- [PAGE EXCERPT]:
— START —

Low emittance lattice design with Robinson wiggler in the arc section

SYNCHROTRON RADIATION TECHNOLOGY AND APPLICATIONS

Low emittance lattice design with Robinson wiggler in the arc section

Shun-Qiang Tian，

Qing-Lei Zhang，

Man-Zhou Zhang，

Kun Wang，

Bo-Cheng Jiang

Nuclear Science and Techniques

Vol.28, No.1

Article number 9

Published in print 01 Jan 2017

Available online 01 Dec 2016

DOI：10.1007/s41365-016-0166-7

37701

Beam emittance reduction is an effective method to increase the brightness of a synchrotron light source. Robinson wiggler can play a role in the beam emittance reduction by increasing the horizontal damping partition number. A replacement of the quadrupoles in the arc section with short combined function dipoles will construct a single-periodic Robinson wiggler in the SSRF storage ring. This scheme provides a lower beam emittance, without occupying any straight section. Detailed analysis is presented in this paper.

— END —

- [GIVEN REQUEST A]:
Reproduce the part of the Robinson wiggler lattice design text starting at "Published in print" and ending at "in this paper.".
- [GIVEN REQUEST B]:
Continue the Robinson wiggler lattice design text from where it stops.
The material that follows has no connection to the Robinson wiggler lattice design text.

- [RECORDED INFORMATION]:

— START —

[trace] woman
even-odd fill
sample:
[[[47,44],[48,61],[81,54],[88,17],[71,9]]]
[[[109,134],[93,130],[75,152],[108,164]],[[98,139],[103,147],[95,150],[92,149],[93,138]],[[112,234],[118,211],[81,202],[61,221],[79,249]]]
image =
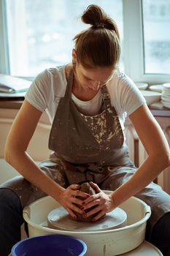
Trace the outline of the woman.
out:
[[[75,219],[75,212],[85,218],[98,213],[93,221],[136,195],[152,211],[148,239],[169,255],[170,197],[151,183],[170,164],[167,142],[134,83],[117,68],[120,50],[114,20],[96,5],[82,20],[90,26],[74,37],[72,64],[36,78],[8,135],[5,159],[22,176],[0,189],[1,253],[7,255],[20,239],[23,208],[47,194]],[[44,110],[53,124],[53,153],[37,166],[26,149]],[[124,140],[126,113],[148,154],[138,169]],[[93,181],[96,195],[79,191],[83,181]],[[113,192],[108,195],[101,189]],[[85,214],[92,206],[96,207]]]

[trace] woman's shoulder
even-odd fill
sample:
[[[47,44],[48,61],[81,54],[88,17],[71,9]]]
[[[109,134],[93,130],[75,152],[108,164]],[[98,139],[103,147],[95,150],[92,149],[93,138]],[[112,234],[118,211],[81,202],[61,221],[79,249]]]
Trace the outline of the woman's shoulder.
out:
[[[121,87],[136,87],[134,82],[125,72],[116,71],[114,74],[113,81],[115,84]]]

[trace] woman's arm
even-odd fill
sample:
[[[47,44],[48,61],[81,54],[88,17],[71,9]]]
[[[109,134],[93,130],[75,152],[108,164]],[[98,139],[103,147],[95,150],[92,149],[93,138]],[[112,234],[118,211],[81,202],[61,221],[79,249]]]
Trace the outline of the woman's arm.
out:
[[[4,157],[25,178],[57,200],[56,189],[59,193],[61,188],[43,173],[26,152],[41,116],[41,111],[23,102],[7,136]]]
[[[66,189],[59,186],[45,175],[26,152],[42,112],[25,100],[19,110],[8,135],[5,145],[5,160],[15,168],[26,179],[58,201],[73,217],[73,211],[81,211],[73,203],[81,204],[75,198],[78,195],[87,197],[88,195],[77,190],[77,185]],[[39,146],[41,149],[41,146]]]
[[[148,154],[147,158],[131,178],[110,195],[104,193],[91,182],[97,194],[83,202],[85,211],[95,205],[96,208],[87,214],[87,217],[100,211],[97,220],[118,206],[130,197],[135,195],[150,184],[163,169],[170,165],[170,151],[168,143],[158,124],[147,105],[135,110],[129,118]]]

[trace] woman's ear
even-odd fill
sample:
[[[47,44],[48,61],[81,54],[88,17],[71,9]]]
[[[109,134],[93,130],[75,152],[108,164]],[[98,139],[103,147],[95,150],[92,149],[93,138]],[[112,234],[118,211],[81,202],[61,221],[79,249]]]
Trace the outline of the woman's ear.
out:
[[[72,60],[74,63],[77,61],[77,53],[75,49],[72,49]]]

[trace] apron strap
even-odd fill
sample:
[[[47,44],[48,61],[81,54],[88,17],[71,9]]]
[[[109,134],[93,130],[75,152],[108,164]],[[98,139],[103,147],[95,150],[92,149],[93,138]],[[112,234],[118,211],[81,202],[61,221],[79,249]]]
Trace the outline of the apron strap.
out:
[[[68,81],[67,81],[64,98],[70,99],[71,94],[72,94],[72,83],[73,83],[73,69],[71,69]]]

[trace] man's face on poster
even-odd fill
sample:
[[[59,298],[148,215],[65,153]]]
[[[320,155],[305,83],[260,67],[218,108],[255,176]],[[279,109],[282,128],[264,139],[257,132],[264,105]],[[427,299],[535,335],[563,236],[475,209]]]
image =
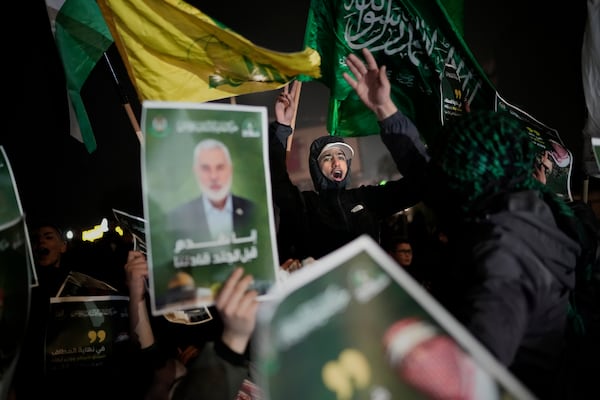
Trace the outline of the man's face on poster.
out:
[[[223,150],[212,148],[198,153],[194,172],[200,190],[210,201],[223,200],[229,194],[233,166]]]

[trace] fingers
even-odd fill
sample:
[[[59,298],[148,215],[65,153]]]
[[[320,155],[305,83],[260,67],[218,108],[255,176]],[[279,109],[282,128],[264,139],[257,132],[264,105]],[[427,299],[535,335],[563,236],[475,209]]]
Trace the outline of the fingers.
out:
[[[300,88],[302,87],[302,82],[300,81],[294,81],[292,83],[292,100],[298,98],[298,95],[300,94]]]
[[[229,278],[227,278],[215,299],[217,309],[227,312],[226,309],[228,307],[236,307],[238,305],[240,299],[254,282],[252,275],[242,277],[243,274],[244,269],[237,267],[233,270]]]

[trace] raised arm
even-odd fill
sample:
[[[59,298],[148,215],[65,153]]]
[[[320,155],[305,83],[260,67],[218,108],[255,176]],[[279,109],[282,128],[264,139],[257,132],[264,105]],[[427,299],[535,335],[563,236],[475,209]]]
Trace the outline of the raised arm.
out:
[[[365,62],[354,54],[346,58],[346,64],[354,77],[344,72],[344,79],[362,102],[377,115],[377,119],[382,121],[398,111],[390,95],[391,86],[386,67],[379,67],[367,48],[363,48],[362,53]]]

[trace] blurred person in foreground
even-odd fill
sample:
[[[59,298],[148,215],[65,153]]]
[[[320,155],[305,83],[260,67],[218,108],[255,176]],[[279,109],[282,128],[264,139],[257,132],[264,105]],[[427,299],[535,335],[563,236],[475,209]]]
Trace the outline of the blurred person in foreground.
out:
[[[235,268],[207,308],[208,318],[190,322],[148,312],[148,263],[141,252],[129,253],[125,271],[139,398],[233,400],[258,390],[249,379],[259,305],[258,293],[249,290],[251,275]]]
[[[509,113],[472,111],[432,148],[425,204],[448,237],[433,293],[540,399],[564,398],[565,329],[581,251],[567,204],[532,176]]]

— END —

- [WRITTEN RESPONSE A]:
Published in print 01 Jan 2017

Available online 01 Dec 2016

DOI：10.1007/s41365-016-0166-7

37701

Beam emittance reduction is an effective method to increase the brightness of a synchrotron light source. Robinson wiggler can play a role in the beam emittance reduction by increasing the horizontal damping partition number. A replacement of the quadrupoles in the arc section with short combined function dipoles will construct a single-periodic Robinson wiggler in the SSRF storage ring. This scheme provides a lower beam emittance, without occupying any straight section. Detailed analysis is presented in this paper.

- [WRITTEN RESPONSE B]:
Emittance reductionDamping partition numberSynchrotron light source

1. Introduction

Photon brightness is defined as the photon number within a fractional wavelength band (Δλ/λ), which emit into a unit angle from a unit area during a second. Roughly speaking, the total product of this emitting angle and area is the so-called emittance of a light source. High bright synchrotron radiation is useful for the scientific experiments. Continuous efforts have been made to increase the photon brightness with the method of reducing the electron beam emittance in the synchrotron light sources. The electron beam emittance is a statistical average of all the electrons’ action in the phase space of position and momentum. An equilibrium process between radiation damping and quantum excitation determines its value. The electrons radiate photons in their traveling direction. And then, with the decreases in both the transverse and longitudinal momentum, only the longitudinal one is compensated in the RF cavity. This consistently decreases the beam transverse emittance. At the same time, the electrons discontinuously radiate photons with different energy at different locations in the dipole, which disturbs the horizontal oscillations of the electrons due to the inevitable horizontal dispersion. The average effect of this disturbance always makes the beam emittance increase. At an eventual equilibrium, the beam emittance is given by the beam energy and the magnetic lattice functions [1]:

ε_{x} = C_{q} \frac{γ^{2}}{J_{x}} \frac{\int (H (s) / ρ {(s)}^{3}) d s}{\int d s / ρ {(s)}^{2}},

(1)

where C_q = 3.8319×10⁻¹³ m, γ is the relative energy, J_x is the horizontal damping partition number, and ρ(s) is the bending radius. The H function is calculated by Eq.(2) with the Courant-Snyder parameters (α, β, γ) [2], the dispersion and its divergence (η, η’).

H (s) = γ_{x} η_{x}^{2} + 2 α_{x} η_{x} η_{x}^{'} + β_{x} η_{x}^{' 2}

(2)

An ideal lattice has no vertical dispersion, so the vertical oscillation is damped almost completely. The vertical emittance [3] in a real lattice is from betatron coupling and spurious vertical dispersion due to all kinds of imperfections, rather than the lattice design. In this paper, we discuss the horizontal emittance only.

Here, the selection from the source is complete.